Task details:
Your task is to reproduce exactly the lines from the line with "green hedge row." through the end of the records below.

Records for the task:
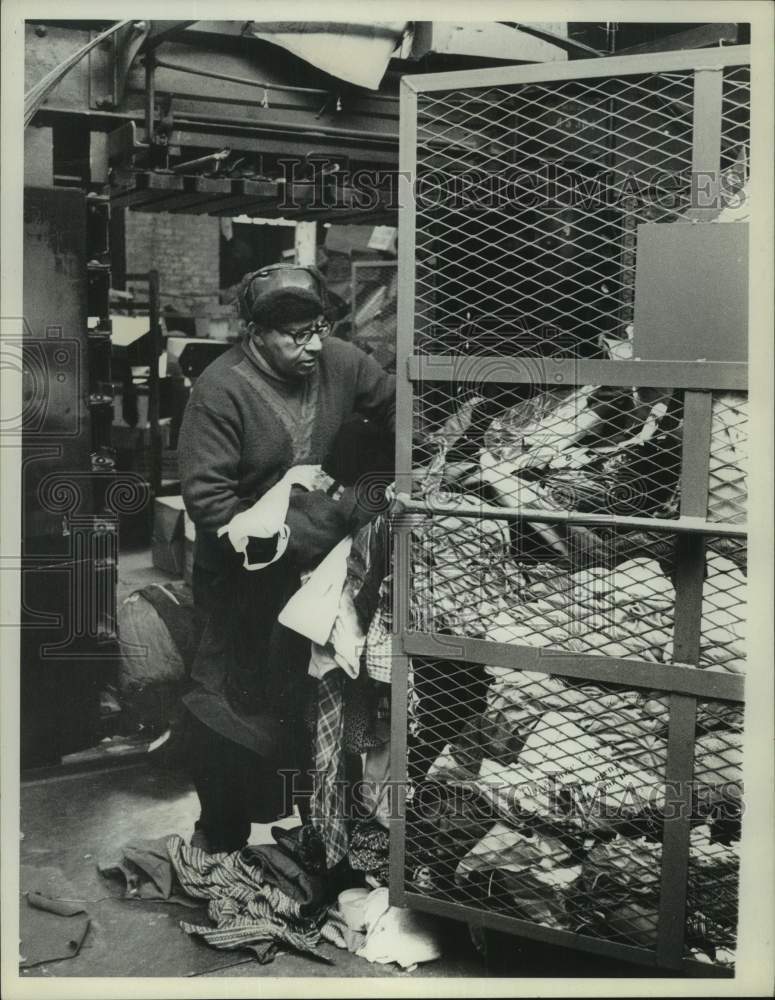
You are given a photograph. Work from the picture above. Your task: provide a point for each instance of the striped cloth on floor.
(247, 912)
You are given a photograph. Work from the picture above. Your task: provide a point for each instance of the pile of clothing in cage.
(595, 588)
(544, 798)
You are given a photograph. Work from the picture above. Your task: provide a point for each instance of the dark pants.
(235, 786)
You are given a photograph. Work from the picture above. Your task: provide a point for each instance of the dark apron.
(250, 674)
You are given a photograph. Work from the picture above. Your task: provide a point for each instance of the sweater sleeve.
(209, 451)
(375, 392)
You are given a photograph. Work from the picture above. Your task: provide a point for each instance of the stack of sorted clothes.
(548, 801)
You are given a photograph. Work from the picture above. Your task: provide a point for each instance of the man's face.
(284, 355)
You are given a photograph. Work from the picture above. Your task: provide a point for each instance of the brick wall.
(184, 249)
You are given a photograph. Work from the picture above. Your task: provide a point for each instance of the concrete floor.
(69, 824)
(72, 821)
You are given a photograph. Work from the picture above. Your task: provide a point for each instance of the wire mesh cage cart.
(570, 567)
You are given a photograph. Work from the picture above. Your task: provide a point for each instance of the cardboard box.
(168, 539)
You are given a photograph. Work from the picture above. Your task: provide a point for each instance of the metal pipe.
(322, 131)
(244, 80)
(150, 96)
(153, 380)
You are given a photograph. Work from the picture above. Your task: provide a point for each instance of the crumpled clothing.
(147, 872)
(336, 931)
(266, 518)
(378, 651)
(248, 910)
(367, 566)
(329, 793)
(370, 850)
(508, 849)
(376, 788)
(313, 609)
(398, 935)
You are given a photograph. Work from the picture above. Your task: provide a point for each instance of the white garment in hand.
(312, 610)
(266, 517)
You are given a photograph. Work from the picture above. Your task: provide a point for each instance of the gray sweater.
(243, 429)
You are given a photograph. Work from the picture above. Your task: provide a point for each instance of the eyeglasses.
(302, 337)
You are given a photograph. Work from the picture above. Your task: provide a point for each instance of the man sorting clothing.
(266, 412)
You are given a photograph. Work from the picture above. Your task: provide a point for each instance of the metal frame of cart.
(682, 681)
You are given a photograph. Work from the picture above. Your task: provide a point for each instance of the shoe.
(200, 840)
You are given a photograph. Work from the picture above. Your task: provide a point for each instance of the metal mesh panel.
(606, 592)
(538, 797)
(728, 466)
(532, 794)
(712, 891)
(593, 449)
(373, 314)
(723, 626)
(735, 121)
(528, 202)
(543, 798)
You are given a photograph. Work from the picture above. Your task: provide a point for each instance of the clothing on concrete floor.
(369, 850)
(395, 934)
(246, 904)
(144, 867)
(261, 898)
(174, 603)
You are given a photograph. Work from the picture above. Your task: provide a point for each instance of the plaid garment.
(328, 814)
(247, 912)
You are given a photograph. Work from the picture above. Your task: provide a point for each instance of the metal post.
(150, 97)
(690, 562)
(153, 381)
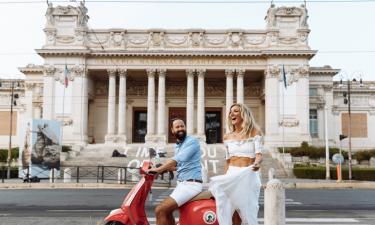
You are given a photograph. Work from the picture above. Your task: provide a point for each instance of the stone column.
(29, 100)
(190, 101)
(150, 105)
(80, 105)
(229, 95)
(200, 106)
(111, 106)
(49, 93)
(240, 86)
(303, 101)
(161, 106)
(122, 107)
(272, 100)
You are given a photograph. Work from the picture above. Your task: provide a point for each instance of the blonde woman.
(237, 191)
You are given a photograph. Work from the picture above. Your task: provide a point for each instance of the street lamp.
(347, 101)
(13, 102)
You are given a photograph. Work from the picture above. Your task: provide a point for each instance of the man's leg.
(164, 212)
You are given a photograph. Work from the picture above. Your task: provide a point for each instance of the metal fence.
(83, 174)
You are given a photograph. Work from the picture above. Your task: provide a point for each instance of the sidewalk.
(90, 184)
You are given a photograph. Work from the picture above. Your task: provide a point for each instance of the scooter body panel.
(200, 212)
(117, 215)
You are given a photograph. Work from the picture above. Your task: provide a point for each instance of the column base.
(115, 139)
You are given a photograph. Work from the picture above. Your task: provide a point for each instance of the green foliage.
(66, 148)
(4, 154)
(364, 155)
(13, 172)
(319, 172)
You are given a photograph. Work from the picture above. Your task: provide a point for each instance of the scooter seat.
(201, 196)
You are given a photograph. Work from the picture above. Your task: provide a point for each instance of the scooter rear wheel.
(114, 223)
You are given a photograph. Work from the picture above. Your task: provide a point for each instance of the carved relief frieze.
(157, 39)
(49, 70)
(215, 40)
(253, 90)
(117, 39)
(289, 122)
(175, 40)
(235, 39)
(98, 39)
(196, 39)
(254, 39)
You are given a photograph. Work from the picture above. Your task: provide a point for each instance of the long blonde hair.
(248, 123)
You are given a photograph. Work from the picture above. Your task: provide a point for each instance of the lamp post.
(347, 101)
(12, 103)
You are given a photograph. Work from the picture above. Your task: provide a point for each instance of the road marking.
(77, 210)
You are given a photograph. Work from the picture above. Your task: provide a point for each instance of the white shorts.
(185, 191)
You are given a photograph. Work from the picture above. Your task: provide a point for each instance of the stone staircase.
(213, 158)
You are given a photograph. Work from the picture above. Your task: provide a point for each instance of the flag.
(66, 80)
(284, 77)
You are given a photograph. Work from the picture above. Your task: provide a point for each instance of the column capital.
(111, 72)
(162, 72)
(201, 72)
(229, 72)
(240, 72)
(49, 71)
(122, 72)
(151, 72)
(190, 72)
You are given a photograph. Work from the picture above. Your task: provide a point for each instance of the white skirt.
(238, 190)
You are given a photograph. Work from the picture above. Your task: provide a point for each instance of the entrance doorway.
(175, 112)
(213, 126)
(139, 125)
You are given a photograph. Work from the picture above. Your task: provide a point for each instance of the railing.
(83, 174)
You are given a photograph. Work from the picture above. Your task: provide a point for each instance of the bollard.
(67, 175)
(274, 203)
(120, 175)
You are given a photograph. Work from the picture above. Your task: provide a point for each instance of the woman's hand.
(255, 166)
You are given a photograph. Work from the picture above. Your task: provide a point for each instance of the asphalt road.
(90, 206)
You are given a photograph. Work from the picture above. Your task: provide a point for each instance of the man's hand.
(153, 171)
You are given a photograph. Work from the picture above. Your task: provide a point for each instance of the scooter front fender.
(117, 215)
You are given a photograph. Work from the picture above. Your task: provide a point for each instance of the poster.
(41, 147)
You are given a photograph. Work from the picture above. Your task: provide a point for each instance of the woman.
(237, 191)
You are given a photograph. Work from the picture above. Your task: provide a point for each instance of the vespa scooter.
(201, 210)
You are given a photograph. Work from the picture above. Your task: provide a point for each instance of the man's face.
(178, 129)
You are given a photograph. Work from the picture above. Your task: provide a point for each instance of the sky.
(343, 32)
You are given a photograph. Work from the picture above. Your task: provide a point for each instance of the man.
(187, 162)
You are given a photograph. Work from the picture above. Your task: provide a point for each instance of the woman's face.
(235, 115)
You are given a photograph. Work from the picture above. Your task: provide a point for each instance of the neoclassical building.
(124, 86)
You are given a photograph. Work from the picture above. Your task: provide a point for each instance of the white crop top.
(244, 148)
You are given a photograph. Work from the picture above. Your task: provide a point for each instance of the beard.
(180, 135)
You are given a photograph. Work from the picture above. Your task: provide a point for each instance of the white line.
(77, 210)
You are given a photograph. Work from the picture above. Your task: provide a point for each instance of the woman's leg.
(236, 219)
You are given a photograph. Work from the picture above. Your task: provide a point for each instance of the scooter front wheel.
(114, 223)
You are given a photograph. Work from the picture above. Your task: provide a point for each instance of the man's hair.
(175, 119)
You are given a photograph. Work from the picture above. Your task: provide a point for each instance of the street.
(90, 206)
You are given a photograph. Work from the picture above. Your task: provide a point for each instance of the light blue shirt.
(188, 158)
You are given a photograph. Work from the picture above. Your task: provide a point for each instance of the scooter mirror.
(152, 153)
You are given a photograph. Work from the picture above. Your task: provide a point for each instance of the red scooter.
(201, 210)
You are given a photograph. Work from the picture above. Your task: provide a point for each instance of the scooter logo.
(209, 217)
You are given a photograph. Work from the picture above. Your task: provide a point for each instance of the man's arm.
(170, 165)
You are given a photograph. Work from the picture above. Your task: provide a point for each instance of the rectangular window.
(314, 123)
(358, 124)
(5, 123)
(313, 91)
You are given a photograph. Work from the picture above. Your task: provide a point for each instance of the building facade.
(120, 86)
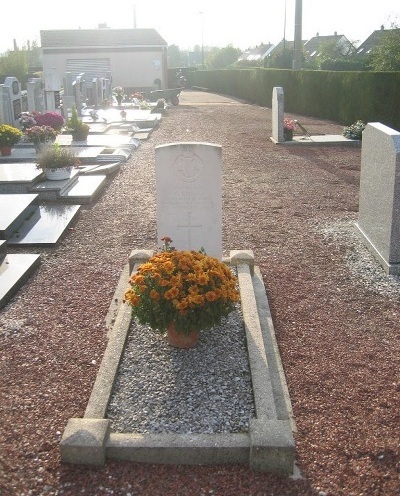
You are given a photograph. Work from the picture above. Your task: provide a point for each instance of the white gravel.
(206, 389)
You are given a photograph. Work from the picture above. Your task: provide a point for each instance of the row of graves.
(189, 209)
(35, 212)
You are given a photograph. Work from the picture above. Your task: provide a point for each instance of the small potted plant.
(288, 129)
(40, 136)
(119, 94)
(26, 120)
(182, 292)
(57, 162)
(76, 127)
(9, 136)
(51, 119)
(355, 130)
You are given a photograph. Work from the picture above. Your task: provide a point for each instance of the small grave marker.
(379, 198)
(278, 112)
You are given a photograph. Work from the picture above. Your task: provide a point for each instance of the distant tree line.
(384, 57)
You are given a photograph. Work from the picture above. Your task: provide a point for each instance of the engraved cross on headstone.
(189, 226)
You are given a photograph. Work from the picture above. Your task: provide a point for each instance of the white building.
(135, 58)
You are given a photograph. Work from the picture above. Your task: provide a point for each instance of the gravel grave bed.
(204, 390)
(336, 317)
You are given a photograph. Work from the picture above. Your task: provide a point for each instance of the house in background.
(135, 58)
(255, 56)
(373, 40)
(314, 46)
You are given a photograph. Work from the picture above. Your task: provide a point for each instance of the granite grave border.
(268, 446)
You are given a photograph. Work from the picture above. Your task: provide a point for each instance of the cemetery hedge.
(344, 97)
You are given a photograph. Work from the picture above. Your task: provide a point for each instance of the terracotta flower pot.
(5, 151)
(288, 134)
(182, 339)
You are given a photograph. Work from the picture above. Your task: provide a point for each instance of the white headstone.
(278, 112)
(11, 102)
(189, 196)
(379, 197)
(34, 87)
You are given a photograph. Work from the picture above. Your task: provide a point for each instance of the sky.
(211, 23)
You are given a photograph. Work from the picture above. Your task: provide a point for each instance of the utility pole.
(297, 36)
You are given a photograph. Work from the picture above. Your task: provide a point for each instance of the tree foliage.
(386, 55)
(15, 63)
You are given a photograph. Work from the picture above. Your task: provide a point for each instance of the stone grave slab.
(108, 140)
(189, 196)
(51, 190)
(18, 176)
(14, 208)
(20, 154)
(85, 189)
(45, 226)
(106, 168)
(113, 115)
(14, 271)
(113, 154)
(278, 111)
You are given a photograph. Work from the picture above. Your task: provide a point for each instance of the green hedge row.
(343, 97)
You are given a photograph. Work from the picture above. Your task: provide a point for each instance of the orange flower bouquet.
(188, 288)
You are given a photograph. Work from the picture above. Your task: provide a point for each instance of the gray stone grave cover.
(189, 196)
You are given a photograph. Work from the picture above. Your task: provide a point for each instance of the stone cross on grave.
(189, 196)
(189, 226)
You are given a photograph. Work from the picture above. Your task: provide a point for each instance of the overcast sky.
(187, 23)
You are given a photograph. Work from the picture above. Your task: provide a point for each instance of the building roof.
(102, 37)
(258, 53)
(313, 44)
(286, 44)
(373, 40)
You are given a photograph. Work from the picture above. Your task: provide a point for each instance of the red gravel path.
(338, 334)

Solution:
You are given a photograph. Work from the picture above. Your task: provide a point for each instance of the green hedge row.
(343, 97)
You are given a photograph. Work from the picture above. Your task: provide a point for each instance of the orange flower bouquet.
(188, 288)
You are given a photograph. Work from the picture above. Your task: provide a point for each instance of the gray stone grave cover.
(189, 196)
You are given a photograph. Work from the picture above. Your task: provide a point for each instance of the stone cross on grave.
(189, 196)
(189, 226)
You are given a photograph. Work from the picture above. Your task: provide a point for each instance of the overcast sky.
(187, 23)
You are given a photograph. Work from the picture above. Your task: provide a point for each instance of the building roof.
(102, 37)
(258, 53)
(313, 44)
(286, 44)
(373, 40)
You are given a photograph. Work from the picture above. Your task: provide a point for each instance of the red gravel path.
(338, 334)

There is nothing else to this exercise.